▶ Records shown:
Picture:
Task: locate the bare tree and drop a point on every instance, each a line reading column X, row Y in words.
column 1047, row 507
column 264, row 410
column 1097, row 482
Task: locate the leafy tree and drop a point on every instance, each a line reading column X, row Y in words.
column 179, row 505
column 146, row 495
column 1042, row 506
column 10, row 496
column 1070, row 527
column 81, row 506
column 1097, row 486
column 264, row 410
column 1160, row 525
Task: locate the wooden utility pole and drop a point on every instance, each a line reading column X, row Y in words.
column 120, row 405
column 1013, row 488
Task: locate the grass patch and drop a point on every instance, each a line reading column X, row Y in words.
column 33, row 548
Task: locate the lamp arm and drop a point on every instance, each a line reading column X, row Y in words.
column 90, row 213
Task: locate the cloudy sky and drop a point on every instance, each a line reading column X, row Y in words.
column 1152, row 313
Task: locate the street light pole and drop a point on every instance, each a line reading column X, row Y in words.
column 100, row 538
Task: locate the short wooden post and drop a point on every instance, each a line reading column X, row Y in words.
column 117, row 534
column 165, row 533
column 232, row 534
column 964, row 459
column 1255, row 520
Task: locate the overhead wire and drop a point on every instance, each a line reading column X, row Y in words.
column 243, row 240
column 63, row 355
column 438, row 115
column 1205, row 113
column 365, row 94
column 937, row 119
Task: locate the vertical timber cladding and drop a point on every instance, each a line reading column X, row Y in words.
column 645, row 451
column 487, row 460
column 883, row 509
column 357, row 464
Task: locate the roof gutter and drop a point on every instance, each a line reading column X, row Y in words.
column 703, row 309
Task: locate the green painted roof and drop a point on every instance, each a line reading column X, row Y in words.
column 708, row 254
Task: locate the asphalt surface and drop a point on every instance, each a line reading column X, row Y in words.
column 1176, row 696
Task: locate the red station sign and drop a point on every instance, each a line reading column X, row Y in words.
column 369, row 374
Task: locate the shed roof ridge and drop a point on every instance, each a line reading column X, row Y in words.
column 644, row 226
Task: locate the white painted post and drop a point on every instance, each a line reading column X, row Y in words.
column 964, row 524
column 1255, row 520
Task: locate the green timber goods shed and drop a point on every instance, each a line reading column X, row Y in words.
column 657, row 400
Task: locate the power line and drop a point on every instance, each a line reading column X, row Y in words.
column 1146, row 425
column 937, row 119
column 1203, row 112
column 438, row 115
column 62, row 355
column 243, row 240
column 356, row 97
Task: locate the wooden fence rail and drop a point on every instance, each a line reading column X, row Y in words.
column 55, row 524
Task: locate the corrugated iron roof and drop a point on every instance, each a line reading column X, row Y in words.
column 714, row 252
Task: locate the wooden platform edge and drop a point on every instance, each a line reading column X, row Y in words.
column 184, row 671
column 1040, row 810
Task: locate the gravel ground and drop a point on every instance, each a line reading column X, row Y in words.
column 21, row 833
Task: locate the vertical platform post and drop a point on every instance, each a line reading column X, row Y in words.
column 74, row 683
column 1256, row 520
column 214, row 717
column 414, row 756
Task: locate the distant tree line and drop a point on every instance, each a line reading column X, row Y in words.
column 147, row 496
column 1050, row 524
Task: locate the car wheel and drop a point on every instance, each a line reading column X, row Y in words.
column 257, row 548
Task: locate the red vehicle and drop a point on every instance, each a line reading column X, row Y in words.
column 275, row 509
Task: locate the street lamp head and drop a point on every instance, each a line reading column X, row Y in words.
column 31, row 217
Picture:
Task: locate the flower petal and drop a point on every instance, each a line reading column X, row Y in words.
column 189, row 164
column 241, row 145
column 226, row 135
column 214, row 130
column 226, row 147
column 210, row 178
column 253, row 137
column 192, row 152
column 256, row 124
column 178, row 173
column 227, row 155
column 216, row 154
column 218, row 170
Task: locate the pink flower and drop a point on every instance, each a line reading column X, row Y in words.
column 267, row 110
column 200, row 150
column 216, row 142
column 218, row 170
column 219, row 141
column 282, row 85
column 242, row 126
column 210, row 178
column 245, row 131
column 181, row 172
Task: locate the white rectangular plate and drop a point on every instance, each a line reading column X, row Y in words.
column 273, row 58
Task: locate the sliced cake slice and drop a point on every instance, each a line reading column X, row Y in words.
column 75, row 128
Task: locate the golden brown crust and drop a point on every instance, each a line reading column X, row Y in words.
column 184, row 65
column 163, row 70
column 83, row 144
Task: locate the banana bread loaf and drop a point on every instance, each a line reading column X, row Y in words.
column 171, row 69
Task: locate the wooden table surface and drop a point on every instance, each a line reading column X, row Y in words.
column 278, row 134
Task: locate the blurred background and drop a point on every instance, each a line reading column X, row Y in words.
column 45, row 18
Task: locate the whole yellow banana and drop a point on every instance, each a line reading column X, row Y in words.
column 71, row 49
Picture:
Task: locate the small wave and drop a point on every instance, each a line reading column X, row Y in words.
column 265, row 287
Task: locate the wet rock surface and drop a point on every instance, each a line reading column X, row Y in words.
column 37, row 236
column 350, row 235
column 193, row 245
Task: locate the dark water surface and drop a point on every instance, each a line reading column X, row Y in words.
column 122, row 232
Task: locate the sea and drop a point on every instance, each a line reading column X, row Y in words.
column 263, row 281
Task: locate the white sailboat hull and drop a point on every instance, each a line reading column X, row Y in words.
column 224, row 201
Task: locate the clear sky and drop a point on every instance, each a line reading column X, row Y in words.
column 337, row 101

▶ What is required: Please copy out the listing word for word, from the line containing "Task: locate the wet" through the last line of the listing, both included.

▶ Answer for the task:
Task: locate the wet rock surface and drop a point on every instance, each a line reading column X, row Y in words.
column 37, row 236
column 350, row 235
column 193, row 245
Task: locate the dark water surface and drop a point on every instance, each a line reading column X, row Y in words.
column 122, row 232
Task: locate the sea and drop a point on every instance, each a line reading column X, row Y in words.
column 263, row 281
Task: locate the white sailboat hull and drop a point on every instance, each a line reading column X, row Y in words.
column 224, row 201
Task: locate the clear sky and drop a point on every instance, each a line reading column X, row Y in words.
column 337, row 101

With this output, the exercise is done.